Once you have read the records below, restate them word for word.

• **SUPPLIED ENTRIES**
-.-.-

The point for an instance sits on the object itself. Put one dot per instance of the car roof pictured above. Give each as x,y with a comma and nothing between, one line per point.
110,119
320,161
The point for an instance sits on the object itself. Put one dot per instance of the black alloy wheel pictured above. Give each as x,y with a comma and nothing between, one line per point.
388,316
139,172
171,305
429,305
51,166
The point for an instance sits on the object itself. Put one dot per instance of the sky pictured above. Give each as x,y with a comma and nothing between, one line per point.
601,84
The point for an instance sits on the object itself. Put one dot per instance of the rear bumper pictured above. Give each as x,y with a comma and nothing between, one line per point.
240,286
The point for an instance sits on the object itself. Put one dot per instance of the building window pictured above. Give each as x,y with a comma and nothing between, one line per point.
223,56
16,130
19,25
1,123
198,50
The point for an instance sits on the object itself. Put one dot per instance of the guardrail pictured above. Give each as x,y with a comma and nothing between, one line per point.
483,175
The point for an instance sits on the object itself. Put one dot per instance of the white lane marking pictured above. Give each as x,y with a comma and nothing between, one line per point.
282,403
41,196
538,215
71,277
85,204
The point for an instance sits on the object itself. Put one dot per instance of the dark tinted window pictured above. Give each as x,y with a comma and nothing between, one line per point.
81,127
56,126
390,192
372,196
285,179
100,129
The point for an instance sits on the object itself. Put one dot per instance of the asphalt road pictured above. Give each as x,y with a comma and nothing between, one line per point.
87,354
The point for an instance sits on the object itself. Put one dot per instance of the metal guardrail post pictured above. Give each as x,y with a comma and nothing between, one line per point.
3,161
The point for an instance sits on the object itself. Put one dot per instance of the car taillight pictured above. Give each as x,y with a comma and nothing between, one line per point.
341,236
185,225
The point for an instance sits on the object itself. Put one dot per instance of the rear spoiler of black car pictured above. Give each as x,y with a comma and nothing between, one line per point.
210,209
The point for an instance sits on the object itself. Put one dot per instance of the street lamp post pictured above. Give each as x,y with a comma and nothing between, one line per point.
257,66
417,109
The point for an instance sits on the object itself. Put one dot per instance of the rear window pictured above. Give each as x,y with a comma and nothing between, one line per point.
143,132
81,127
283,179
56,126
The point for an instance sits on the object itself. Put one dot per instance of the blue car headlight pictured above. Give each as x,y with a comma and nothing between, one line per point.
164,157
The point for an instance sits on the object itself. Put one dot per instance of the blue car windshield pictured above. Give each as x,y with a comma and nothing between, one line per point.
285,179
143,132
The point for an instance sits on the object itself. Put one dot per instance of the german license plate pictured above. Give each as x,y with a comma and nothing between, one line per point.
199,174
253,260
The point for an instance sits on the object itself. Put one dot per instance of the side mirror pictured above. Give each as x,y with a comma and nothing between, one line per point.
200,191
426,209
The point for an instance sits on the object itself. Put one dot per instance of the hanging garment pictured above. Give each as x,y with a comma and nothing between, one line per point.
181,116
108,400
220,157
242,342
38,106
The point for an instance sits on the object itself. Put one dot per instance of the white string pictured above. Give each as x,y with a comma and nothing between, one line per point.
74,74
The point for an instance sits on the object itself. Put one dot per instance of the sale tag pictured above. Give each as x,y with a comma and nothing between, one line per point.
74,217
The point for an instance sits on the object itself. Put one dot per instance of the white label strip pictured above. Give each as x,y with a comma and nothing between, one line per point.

-.-.-

• **SOLUTION TO THIS EXERCISE**
The point for an instance sits on the object itself. Put one dot per instance of the car roof pictured above. Give each as x,y with a comma and nothing between, one line per point.
110,119
320,161
The point for an instance sits on the object itself. Put one dot per instance of the black alloy wheel pictured above. Give each as x,y with a comma and nothing between, one line per point.
388,316
139,172
171,305
429,305
51,166
The point for an instance sits on the object itself. Put one dot per instance of the sky pictured above. Give each as x,y with a comma and nothing between, one line per point.
601,84
The point for an instance sits on the object itself. Put one dot per instance of the rear bumper pictured above. Give each as x,y with a comma and nothing between, one line per point.
240,286
The point for an instance sits on the object itself. Put one dot per instance of the building window pictured above. Give each as x,y with a comma and nothing between, one line per point.
223,56
16,130
19,25
1,123
198,50
The point for an instance sits on the object itself. Put one dot per instance of the guardrail pictured above. Give each as x,y with a comma and nothing between, one line per point.
483,175
The point for an instance sits on the object itself. Put one dot per instance of the white lane marking pictured above. Give each as x,y with a comma and nothing between, one line per point.
282,403
41,196
538,215
71,277
85,204
The point for an instance sits on the object itself. Put one dot per instance of the dark tinted window pictured above. Give each as x,y with a comma and nothing between, one line per point.
81,127
56,126
390,192
372,196
285,179
100,129
The point for an instance sits on the object itself. Put one dot per instance of the asphalt road pictured above. Give each as x,y with a comma and nothing between, one line per point.
87,354
The point for an instance sits on the object itself. Put one dot per instance of the metal guardrail post pictured above. Give each as x,y with a comma and nothing between, one line per point.
3,161
The point for an instance sits on the object itself. Put one dot per instance of the car taillight pictured above. Give each as x,y with a comma and nothing between, one line per point.
341,236
185,225
The point for an instance sits on the object itself. Put one dot per instance of the rear spoiler of black car pictured above. Give each as x,y with a comma and nothing between, one line per point.
210,209
The point for an instance sits on the object itself. Put one dot per instance of the street lamp post pictured above. Give each as x,y with a comma and nothing between, one line per point.
257,66
417,109
The point for an instance sits on the object itself. Put one dot per instance of the rear window pictured above. Give each as x,y with a comma and nothing between, one line per point.
143,132
81,127
283,179
56,126
The point for an instance sits on the object itself. Put one dot per instance of the blue car headlight pictured above. Give each as x,y with a comma and nothing between, one line per point.
164,157
The point for an instance sits on the object itself. Put one dot per instance of the blue car windshield pictured above. Give each as x,y with a comma and nothing between, one line per point.
285,179
143,132
The point for an instance sits on the object itself. Put one dot per instance of the german license plate pictured above. Give each as x,y with a comma and nothing between, one line per point.
199,174
253,260
The point for an instance sits on the object itself. Put one dot per instance of the side mirror pictured above. Give each as x,y with a comma and nothing between, one line per point.
200,191
426,209
The point for an instance sits on the object itself. Put one dot per instance of the hanging garment pictured above. Give each as x,y with a comma and nothing between, one line per point.
181,116
108,400
220,157
242,342
38,106
The point for an instance sits on the object itself. Put one dot per instance of the white string pictured above. Give each as x,y with a comma and nothing between, one line per point.
74,74
The point for an instance sits on the object itself. Put one dot per instance of the sale tag pictured above. Give each as x,y with a comma and nothing between, one line per point.
74,217
The point for an instance sits on the object itself. Put one dot per instance of the white label strip pictured above. Give each as x,y with a comma and nothing between, one line per point.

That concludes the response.